DOCUMENT SECTION -
Up to 48 different species of the legionella
bacterium have been identified, and around half have caused
illness. Legionella pneumophila is the most common of these
species both in the environment and in connection with illness.
In purification plants there is no practical means of removing
the small quantities of bacteria involved. The water supply
therefore introduces legionella bacteria into our building
water systems. This is where we must put systems in place
that prevent the bacteria from multiplying to concentrations
at which they can make us ill. Legionella bacteria survive
freezing and multiply at temperatures between 20° and
50°C, with an ideal growth temperature at around 38°C.
Legionnaire's disease
Spread of infection
People catch the dangerous lung disease Legionnaires disease
and the influenza-like disease Pontiac fever by inhaling water
mist (water in aerosol form) containing legionella bacteria.
Showers are therefore a common source of infection, but aerosols
are also formed around other tap points. Some researchers
think that the most common way of getting legionella in the
lungs is through aspiration, i.e. when you drink infected
water and some of it goes down the wrong way by mistake. Legionella
is spread in dangerous concentrations through water systems,
which we deal with in detail below, and also via whirlpool
baths, where the water temperature is ideal and the air bubbles
generate a water mist, in wet cooling towers, in decorative
fountains, in high-pressure washing appliances and in ice
machines in hotels and hospitals. The risk is dose-related,
i.e. it is proportional to the bacteria concentration of the
water. A reduced infections/immunological defence increases
the risk, as does smoking. It is unclear why some people who
are exposed to infection get Legionnaires’ disease while
others get Pontiac fever and yet others remain healthy. The
infectious dose and the individual’s health status are
most probably determinants. Legionnaires’ disease and
Pontiac fever are not spread from person to person.

CHECK YOUR UNDERSTANDING -
a. From the passage on legionella bacteria, copy out the text starting at "Legionnaire's disease" and ending at "containing legionella bacteria.".
b. Answer these questions from the passage on legionella bacteria:
(i) At about what temperature do legionella bacteria grow best?
(ii) Which legionella species is the most common, both in the environment and in connection with illness?
(iii) Through what route do some researchers think legionella most commonly reaches the lungs?
c. Continue the passage on legionella bacteria from the point where it stops.

PROVIDED INFORMATION -

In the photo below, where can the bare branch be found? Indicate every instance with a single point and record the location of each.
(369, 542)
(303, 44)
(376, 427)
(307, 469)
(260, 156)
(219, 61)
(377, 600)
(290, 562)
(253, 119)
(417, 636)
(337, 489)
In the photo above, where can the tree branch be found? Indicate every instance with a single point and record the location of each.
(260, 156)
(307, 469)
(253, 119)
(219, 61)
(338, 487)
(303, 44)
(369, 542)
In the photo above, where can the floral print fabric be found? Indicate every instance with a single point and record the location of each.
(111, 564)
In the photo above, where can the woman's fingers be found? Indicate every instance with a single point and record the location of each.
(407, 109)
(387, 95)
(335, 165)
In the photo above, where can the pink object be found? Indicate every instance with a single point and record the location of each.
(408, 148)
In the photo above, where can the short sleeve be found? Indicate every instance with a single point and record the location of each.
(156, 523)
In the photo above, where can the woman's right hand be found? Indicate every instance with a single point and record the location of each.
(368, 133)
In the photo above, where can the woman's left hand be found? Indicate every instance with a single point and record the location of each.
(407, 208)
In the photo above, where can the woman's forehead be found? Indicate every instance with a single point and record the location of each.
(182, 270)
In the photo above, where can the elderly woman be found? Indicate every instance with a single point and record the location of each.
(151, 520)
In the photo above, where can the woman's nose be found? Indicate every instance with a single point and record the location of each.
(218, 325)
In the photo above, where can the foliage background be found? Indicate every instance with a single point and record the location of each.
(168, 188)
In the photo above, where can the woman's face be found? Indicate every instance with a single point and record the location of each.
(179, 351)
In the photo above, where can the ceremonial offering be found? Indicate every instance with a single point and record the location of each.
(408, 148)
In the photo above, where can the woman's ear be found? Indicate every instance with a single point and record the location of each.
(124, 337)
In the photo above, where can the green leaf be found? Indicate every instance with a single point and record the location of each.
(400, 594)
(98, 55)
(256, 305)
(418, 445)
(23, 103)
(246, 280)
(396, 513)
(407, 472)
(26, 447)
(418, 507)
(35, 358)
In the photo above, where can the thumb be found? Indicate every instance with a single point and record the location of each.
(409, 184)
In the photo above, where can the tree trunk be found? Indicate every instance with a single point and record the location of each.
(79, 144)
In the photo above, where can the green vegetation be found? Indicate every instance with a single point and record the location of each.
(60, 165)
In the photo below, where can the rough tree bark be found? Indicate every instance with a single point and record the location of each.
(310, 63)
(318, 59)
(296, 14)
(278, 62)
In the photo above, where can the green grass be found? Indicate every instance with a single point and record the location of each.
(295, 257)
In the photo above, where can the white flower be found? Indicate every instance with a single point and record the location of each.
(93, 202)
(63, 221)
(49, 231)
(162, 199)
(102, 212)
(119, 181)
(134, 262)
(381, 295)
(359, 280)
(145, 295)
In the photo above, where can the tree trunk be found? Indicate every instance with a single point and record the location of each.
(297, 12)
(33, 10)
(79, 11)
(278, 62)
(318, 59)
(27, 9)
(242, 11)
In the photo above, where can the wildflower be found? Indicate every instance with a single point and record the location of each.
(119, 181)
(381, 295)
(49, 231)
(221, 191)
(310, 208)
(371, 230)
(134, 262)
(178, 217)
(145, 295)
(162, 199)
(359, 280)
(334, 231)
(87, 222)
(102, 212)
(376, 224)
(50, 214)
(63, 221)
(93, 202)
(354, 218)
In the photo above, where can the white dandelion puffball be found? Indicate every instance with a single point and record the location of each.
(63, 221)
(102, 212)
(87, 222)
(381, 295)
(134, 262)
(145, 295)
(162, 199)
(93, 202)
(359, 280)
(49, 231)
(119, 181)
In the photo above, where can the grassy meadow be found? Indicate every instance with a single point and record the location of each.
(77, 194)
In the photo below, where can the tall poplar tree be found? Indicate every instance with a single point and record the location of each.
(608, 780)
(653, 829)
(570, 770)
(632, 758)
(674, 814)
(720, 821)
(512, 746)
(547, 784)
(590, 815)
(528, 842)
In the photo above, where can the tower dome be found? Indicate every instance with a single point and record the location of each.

ANSWERS IN ORDER -
a.
Legionnaire's disease
Spread of infection
People catch the dangerous lung disease Legionnaires disease
and the influenza-like disease Pontiac fever by inhaling water
mist (water in aerosol form) containing legionella bacteria.

b.
(i) Around 38°C.
(ii) Legionella pneumophila.
(iii) Through aspiration, when infected drinking water goes down the wrong way.

c.
Incidence
Legionella is a notifiable disease under the Communicable
Diseases Act in Sweden, and around 100 cases are reported
each year. The actual number of cases is probably about 10
times higher than the reported figures, as it is difficult
to distinguish the disease from other types of severe pneumonia
and most cases therefore remain undetected. Legionnaires’
disease caused 2 to 5 per cent of the pneumonia cases seeking
hospital care. Throughout Europe there may be some 50,000
cases each year, or 100 cases per million inhabitants, according
to estimates by EWGLI (the European Working Group for Legionella
Infections).
Course of the disease
The incubation period is generally 5-6 days, but everything
from 2-10 days occurs. Legionnaires’ disease presents
as a severe pneumonia, generally with high fever, headache
and muscle pain. There is often diarrhoea. The clinical picture
is often serious, especially if the patient’s immune
system is suppressed. Serious pneumonia requiring respirator
care is not unusual and some information indicates that 5-20
per cent of patients seeking hospital care die. The disease
can be treated using antibiotics, but the preparations used
for ordinary pneumonia have no effect. It is therefore very
important to make the right diagnosis so that the right kind
of antibiotic is used. Recovery can take years.
Pontiac fever
Pontiac fever is an influenza-like illness
with headaches, muscle pain and fever. These symptoms are
usually present within 12 to 24 hours of exposure. As the
symptoms of Pontiac fever are the same as for a severe cold
or influenza individual cases of the disease are rarely diagnosed
correctly. Generally a correct diagnosis is only made in disease
outbreaks when numbers of people are affected at the same
time. It is, however, known that Pontiac fever infects many
more exposed people than Legionnaires’ disease. For
instance, more than 90 per cent of people exposed to legionella
bacteria in whirlpool baths catch Pontiac fever. A person
with the disease generally recovers within 3-5 days without
any special care or medication.
Legionella in water systems
Combination
of factors
Low concentrations of legionella bacteria
enter the water systems in our buildings via water from water
works. Bacteria growth is affected by:
- Stationary water.
- Sediment, amoebas and biofilms in pipes
that provide protection and nourishment.
- Time.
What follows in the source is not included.